## SOURCE TEXT:
*-*-*
Macalpinomyces

Scientific classification
- Kingdom: Fungi
- Division: Basidiomycota
- Class: Ustilaginomycetes
- Order: Ustilaginales
- Family: Ustilaginaceae
- Genus: Macalpinomyces Langdon & Full., in Trans. Br. mycol. Soc. 68 (1): 30. 1977.
- Type species: Macalpinomyces eriachnes (Thüm.) Langdon & Full., 1977
- Species: See text
- Synonyms: Endosporisorium Vánky

= Macalpinomyces =

Genus of fungi

Macalpinomyces is a fungus genus in the Ustilaginaceae family.

It has a widespread distribution, almost worldwide. These smut fungi from Ustilaginomycotina contain about 540 described species. Species from the complex often possess characteristics that occur in more than one genus, creating uncertainty for species placement.

The genus name of Macalpinomyces is in honour of Daniel McAlpine (1849–1932), who was a Scottish-born Australian mycologist known for his research in plant pathology.

The genus was circumscribed by Raymond Forbes Newton Langdon and R.A. Fullerton in Trans. Brit. Mycol. Soc. vol.68 Issue 1, on page 30 in 1977.
*-*-*
(Records from a data collection)
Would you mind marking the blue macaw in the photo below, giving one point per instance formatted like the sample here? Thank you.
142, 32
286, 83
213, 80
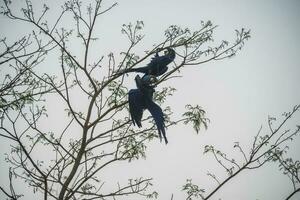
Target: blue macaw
158, 64
141, 99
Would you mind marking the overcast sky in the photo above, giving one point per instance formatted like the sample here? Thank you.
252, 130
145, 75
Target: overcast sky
238, 94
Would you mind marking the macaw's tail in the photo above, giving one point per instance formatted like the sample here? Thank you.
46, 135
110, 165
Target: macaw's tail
158, 117
140, 70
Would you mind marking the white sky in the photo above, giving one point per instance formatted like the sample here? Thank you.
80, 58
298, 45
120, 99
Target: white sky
238, 94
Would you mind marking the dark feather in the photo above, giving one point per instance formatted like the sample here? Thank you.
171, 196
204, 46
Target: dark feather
136, 106
158, 117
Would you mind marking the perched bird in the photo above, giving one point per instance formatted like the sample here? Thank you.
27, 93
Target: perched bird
141, 99
157, 66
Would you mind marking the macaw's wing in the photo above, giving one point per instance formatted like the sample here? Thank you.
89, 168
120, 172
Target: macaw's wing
158, 117
136, 106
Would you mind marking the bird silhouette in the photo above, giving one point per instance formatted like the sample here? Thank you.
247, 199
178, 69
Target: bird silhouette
157, 66
141, 99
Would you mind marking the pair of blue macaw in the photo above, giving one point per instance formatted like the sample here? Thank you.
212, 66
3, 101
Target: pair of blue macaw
142, 97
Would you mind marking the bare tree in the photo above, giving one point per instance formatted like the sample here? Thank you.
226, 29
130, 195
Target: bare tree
107, 136
265, 148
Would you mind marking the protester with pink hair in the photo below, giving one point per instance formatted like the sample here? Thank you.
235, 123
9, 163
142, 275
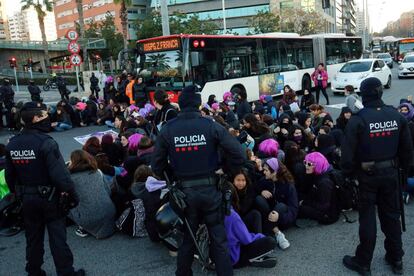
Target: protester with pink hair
320, 202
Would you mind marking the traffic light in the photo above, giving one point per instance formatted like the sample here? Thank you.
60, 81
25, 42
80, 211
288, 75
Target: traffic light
13, 62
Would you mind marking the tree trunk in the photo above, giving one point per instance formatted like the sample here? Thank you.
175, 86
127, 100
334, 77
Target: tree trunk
79, 4
124, 23
44, 40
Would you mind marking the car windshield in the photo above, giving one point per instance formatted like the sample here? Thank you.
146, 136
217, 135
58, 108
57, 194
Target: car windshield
408, 59
354, 67
384, 56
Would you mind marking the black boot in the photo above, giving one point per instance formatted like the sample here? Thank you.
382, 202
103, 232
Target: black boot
352, 264
396, 266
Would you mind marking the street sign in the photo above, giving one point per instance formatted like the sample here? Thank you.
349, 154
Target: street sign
72, 35
74, 47
75, 60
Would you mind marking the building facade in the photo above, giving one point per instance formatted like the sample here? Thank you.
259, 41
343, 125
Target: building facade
24, 26
66, 14
3, 21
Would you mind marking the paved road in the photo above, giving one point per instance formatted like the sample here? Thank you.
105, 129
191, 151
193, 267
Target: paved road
316, 250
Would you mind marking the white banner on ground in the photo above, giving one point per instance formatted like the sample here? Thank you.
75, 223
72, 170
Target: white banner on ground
82, 139
337, 106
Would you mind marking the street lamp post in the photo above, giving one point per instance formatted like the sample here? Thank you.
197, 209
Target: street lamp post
223, 4
164, 18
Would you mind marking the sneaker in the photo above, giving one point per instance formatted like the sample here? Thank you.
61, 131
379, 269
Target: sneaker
282, 241
173, 253
352, 264
406, 198
80, 272
396, 266
266, 262
81, 233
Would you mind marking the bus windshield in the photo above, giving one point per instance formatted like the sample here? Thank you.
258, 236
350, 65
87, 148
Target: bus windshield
*-*-*
## WHAT YOU NEED TO DO:
1. According to the Macalpinomyces text, in whose honor is the genus named?
2. Resume the Macalpinomyces text from the point where it stops.
These records have no connection to the Macalpinomyces text.

## ANSWER LIST:
1. Daniel McAlpine (1849–1932), a Scottish-born Australian mycologist known for his research in plant pathology.

2.
Langdon & Fullerton (1977) established Macalpinomyces to accommodate M. eriachnes, which they considered as distinct from Sporisorium and Ustilago (other Smut (fungus) genera). As Macalpinomyces lacked columellae, produced sterile cells and the spores were uniformly ornamented and polyangular or sub-polyangular (Langdon & Fullerton 1977, Vánky 1996). The original collection of M. eriachnes in Australia by the botanist Ferdinand von Mueller, was divided and sent to two mycologists, Mordecai Cooke in England and Felix von Thümen in Germany. They studied the specimens separately and then two new fungal taxa were described based on this single collection, Sorosporium eriachnes by Thümen in 1878 and Ustilago australis by Cooke in 1879. Daniel McAlpine noted that the 2 types had large, smooth thick-walled cells. Langdon & Fullerton (1977) agreed with McAlpine and later transferred this smut to a new genus, Macalpinomyces, nearly a century after the specimen was first described.

Vánky in 1996, broadened the description of Macalpinomyces to include taxa that lacked a columella but possessed sterile cells, which are morphological features shared by both Sporisorium and Ustilago.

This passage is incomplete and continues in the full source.